* _What needs to be done_: Reproduce verbatim only the line that holds "find person in red jacket" and the lines that follow it to the end of the listing.
▼
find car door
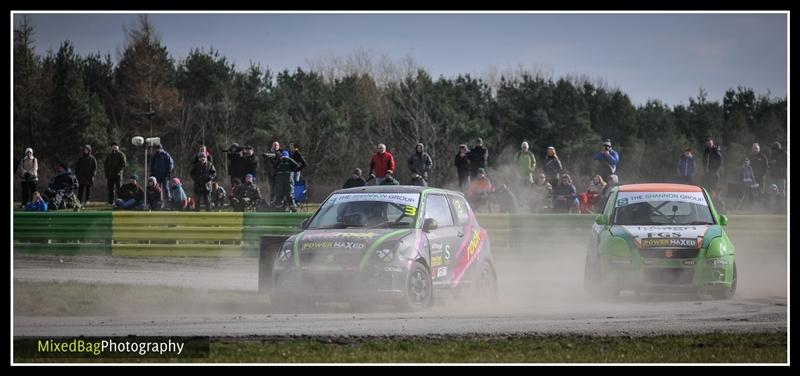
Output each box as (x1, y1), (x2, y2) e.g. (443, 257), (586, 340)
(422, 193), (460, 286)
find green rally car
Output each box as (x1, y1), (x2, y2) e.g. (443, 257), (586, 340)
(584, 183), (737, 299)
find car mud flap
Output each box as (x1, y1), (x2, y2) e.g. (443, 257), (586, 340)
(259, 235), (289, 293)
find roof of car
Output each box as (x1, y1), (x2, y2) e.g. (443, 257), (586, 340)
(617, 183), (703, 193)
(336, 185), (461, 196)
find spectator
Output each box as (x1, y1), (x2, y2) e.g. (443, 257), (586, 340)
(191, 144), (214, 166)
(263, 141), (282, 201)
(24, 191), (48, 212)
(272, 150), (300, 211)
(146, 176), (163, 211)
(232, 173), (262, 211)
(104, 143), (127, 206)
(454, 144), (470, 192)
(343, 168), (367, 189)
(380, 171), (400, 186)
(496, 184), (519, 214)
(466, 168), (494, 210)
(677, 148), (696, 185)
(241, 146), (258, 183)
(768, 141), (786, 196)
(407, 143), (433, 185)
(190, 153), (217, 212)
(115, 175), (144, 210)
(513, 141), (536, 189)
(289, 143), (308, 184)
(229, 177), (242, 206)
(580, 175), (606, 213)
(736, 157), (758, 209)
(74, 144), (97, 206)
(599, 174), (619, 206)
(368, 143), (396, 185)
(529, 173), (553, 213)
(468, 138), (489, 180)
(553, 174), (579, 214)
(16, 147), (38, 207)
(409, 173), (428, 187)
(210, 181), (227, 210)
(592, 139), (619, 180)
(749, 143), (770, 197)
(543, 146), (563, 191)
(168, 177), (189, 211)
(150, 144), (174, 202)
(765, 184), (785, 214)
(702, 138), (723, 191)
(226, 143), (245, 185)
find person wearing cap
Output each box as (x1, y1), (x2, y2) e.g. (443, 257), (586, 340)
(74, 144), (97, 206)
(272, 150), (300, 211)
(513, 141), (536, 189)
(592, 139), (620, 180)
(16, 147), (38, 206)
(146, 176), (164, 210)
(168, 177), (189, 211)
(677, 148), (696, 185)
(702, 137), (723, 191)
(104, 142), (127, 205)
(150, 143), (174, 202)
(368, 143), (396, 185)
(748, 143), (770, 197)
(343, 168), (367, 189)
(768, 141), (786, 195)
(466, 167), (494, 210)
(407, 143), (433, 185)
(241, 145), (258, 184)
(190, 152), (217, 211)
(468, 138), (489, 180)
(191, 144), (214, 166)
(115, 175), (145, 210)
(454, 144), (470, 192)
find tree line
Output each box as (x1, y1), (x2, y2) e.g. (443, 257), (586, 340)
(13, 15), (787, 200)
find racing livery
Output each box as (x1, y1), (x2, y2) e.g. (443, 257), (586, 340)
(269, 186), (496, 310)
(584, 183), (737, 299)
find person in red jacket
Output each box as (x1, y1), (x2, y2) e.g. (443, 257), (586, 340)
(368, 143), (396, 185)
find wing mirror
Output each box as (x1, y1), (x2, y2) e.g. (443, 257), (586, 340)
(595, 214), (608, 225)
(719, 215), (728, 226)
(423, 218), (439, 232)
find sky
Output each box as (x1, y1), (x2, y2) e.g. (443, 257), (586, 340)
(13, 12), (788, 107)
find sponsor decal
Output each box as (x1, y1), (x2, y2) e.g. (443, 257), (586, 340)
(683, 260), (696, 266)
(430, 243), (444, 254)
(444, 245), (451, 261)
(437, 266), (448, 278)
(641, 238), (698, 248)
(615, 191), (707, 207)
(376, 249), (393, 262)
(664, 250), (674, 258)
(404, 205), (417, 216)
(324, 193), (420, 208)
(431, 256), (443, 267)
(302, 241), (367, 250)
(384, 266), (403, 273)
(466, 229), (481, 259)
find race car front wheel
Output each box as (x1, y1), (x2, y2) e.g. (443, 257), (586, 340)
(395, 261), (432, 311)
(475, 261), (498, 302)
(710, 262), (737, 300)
▲
* _Problem solution_:
find person in red jacket
Output each box as (x1, y1), (x2, y2) e.g. (443, 257), (586, 340)
(368, 143), (396, 185)
find wing mirror
Output each box as (x1, y1), (x2, y2) e.g. (443, 257), (586, 340)
(595, 214), (608, 225)
(719, 215), (728, 226)
(423, 218), (439, 232)
find sky
Output each box as (x1, y1), (x2, y2) e.g. (443, 257), (586, 340)
(13, 12), (788, 107)
find sponsor decal
Output each box as (x1, y1), (x2, y2) e.g. (443, 257), (586, 340)
(683, 260), (696, 266)
(430, 243), (444, 254)
(444, 245), (451, 261)
(437, 266), (448, 278)
(641, 238), (698, 248)
(615, 191), (707, 207)
(376, 249), (393, 262)
(664, 250), (674, 258)
(404, 205), (417, 216)
(324, 193), (420, 208)
(431, 256), (443, 267)
(302, 241), (367, 250)
(384, 266), (403, 273)
(466, 229), (481, 259)
find race car front wheel
Output each box as (x1, y1), (x2, y2) e.g. (443, 257), (586, 340)
(395, 261), (432, 311)
(475, 261), (498, 302)
(710, 262), (737, 300)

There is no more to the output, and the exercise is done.